§ **Your task**
Count the lines in the rows below that contain the string "separated". Reply with only the number.

§ **Extracted material**
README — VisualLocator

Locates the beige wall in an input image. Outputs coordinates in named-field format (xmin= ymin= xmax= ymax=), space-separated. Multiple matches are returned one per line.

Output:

...

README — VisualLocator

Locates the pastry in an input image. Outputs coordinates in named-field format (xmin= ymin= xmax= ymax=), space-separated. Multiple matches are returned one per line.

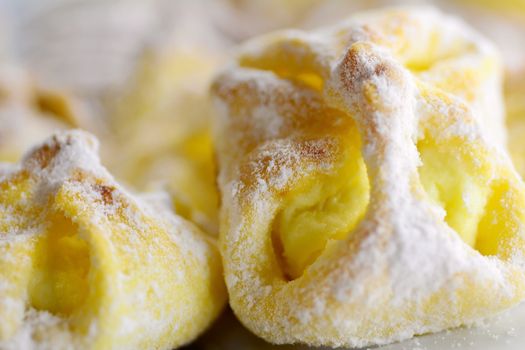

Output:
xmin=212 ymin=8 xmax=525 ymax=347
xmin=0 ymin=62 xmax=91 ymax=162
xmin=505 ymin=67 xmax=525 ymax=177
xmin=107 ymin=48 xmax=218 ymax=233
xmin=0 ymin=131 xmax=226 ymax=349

§ **Full response**
2